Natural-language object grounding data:
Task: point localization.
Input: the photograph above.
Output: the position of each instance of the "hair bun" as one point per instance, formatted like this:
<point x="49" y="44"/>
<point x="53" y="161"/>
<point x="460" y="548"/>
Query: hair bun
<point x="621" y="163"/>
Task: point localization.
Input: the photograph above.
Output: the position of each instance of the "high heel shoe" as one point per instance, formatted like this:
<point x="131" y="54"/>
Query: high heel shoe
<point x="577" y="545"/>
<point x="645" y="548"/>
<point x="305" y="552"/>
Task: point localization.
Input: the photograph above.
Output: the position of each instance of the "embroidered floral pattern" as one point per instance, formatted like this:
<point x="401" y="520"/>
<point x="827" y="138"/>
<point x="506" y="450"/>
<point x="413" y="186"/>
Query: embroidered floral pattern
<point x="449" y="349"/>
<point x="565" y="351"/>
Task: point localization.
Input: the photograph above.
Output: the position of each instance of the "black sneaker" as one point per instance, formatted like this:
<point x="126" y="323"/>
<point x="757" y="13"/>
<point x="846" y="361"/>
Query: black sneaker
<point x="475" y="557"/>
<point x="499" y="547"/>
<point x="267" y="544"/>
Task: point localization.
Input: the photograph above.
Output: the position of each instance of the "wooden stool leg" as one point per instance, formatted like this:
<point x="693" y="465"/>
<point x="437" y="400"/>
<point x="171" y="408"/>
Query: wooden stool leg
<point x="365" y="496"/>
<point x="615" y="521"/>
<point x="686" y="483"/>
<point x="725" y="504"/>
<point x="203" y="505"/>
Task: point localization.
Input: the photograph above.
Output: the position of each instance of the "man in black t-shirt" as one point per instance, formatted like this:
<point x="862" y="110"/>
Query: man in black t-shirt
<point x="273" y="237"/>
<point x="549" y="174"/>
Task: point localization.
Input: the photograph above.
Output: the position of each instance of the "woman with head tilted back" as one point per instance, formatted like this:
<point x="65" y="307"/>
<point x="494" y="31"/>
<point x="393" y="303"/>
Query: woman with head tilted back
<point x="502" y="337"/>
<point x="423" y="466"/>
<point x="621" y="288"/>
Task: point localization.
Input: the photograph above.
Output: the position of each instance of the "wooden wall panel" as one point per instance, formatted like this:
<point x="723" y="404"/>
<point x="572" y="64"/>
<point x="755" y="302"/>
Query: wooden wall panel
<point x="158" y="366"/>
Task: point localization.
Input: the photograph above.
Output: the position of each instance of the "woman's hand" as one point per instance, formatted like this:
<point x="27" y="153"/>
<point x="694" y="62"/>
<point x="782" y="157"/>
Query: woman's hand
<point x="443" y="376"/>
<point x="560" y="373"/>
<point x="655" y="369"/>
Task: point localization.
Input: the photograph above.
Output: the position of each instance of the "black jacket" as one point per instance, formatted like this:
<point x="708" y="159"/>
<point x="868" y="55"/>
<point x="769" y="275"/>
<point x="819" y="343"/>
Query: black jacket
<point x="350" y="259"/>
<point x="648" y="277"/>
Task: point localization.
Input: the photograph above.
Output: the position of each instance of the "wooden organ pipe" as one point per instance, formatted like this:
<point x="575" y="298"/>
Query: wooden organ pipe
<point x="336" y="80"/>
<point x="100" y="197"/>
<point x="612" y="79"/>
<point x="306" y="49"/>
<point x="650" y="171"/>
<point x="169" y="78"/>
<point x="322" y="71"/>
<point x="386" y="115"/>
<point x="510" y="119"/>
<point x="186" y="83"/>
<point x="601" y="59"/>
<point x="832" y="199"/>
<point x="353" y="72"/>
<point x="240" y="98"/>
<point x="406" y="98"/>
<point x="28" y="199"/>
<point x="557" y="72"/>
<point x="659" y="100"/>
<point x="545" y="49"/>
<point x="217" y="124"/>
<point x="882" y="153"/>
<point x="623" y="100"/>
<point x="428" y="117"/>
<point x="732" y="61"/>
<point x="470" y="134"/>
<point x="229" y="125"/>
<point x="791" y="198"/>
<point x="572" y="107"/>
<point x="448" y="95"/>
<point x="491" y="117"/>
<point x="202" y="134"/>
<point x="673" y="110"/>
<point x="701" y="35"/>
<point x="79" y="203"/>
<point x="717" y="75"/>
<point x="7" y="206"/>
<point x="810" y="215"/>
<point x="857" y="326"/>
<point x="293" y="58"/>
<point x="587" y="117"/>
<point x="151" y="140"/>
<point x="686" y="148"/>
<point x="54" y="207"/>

Exercise:
Return the full data, every line of it, with nothing altered.

Result of the task:
Task: point localization.
Input: the photograph above.
Output: the position of each instance of the "hair bun" as one point per instance, formatted like this:
<point x="49" y="44"/>
<point x="53" y="161"/>
<point x="460" y="548"/>
Query: hair bun
<point x="621" y="163"/>
Task: point localization.
Input: the photograph above.
Output: the position of each instance of the "high heel shoe" as one point per instance, formatted like this:
<point x="131" y="54"/>
Query: high heel shoe
<point x="577" y="545"/>
<point x="645" y="548"/>
<point x="305" y="552"/>
Task: point localization.
Input: the photograph above.
Output: the position of each instance of the "embroidered floral pattern" as one point per instance, formatted like this:
<point x="401" y="520"/>
<point x="827" y="138"/>
<point x="506" y="450"/>
<point x="413" y="186"/>
Query: embroidered floral pattern
<point x="449" y="349"/>
<point x="565" y="351"/>
Task: point localization.
Input: the photograph above.
Output: the position of each instance of the "black sneaker" as one point per instance, formatted like this:
<point x="126" y="323"/>
<point x="757" y="13"/>
<point x="846" y="361"/>
Query: black sneaker
<point x="475" y="557"/>
<point x="499" y="547"/>
<point x="267" y="544"/>
Task: point localization.
Input: the photograph above.
Output: the position of each instance of the "wooden stool leg" as one point per instance, formatted like this:
<point x="693" y="465"/>
<point x="437" y="400"/>
<point x="171" y="408"/>
Query: wooden stool leg
<point x="365" y="496"/>
<point x="615" y="521"/>
<point x="686" y="483"/>
<point x="725" y="504"/>
<point x="203" y="505"/>
Task: point localization.
Input: the photograph above.
Output: the position of each instance of the "man in black t-shirt" as one point per instance, formatted like this:
<point x="862" y="110"/>
Query: man in black t-shirt
<point x="273" y="237"/>
<point x="549" y="174"/>
Task: point localization.
Input: the photograph above.
Output: the position of each instance of the "woman with head tilted back" as one point per instance, formatted like this:
<point x="65" y="307"/>
<point x="494" y="31"/>
<point x="393" y="303"/>
Query: woman with head tilted back
<point x="502" y="337"/>
<point x="423" y="466"/>
<point x="621" y="288"/>
Task: point localization.
Input: the photograph above.
Output: the position of each instance of the "wooden wall panel" as one point per instance, formatted like this:
<point x="723" y="404"/>
<point x="572" y="64"/>
<point x="755" y="302"/>
Query: wooden wall panel
<point x="158" y="366"/>
Task: point localization.
Input: the photograph above.
Output: the position of each instance of the "woman's hand" as one point per instance, formatted like this:
<point x="27" y="153"/>
<point x="694" y="62"/>
<point x="782" y="157"/>
Query: woman's hand
<point x="443" y="376"/>
<point x="560" y="373"/>
<point x="655" y="369"/>
Task: point localization.
Input: the photograph above.
Output: the position of each instance of the "black jacket" as one point per instance, formatted like this:
<point x="708" y="159"/>
<point x="868" y="55"/>
<point x="769" y="275"/>
<point x="819" y="343"/>
Query: black jacket
<point x="350" y="259"/>
<point x="648" y="277"/>
Task: point localization.
Input: the photograph above.
Output: the position of each instance of the "wooden organ pipe" as one point per instance, formatted like this:
<point x="575" y="298"/>
Query: wooden organ pipe
<point x="336" y="80"/>
<point x="100" y="197"/>
<point x="612" y="79"/>
<point x="306" y="49"/>
<point x="650" y="171"/>
<point x="169" y="78"/>
<point x="322" y="71"/>
<point x="386" y="115"/>
<point x="510" y="119"/>
<point x="186" y="83"/>
<point x="601" y="59"/>
<point x="832" y="199"/>
<point x="353" y="72"/>
<point x="240" y="98"/>
<point x="406" y="98"/>
<point x="28" y="199"/>
<point x="557" y="72"/>
<point x="659" y="100"/>
<point x="545" y="49"/>
<point x="217" y="124"/>
<point x="882" y="153"/>
<point x="623" y="100"/>
<point x="428" y="117"/>
<point x="732" y="61"/>
<point x="470" y="134"/>
<point x="229" y="125"/>
<point x="791" y="198"/>
<point x="572" y="107"/>
<point x="448" y="95"/>
<point x="491" y="117"/>
<point x="202" y="134"/>
<point x="673" y="110"/>
<point x="701" y="35"/>
<point x="79" y="203"/>
<point x="717" y="75"/>
<point x="7" y="206"/>
<point x="810" y="215"/>
<point x="857" y="326"/>
<point x="293" y="58"/>
<point x="587" y="117"/>
<point x="151" y="140"/>
<point x="686" y="148"/>
<point x="54" y="207"/>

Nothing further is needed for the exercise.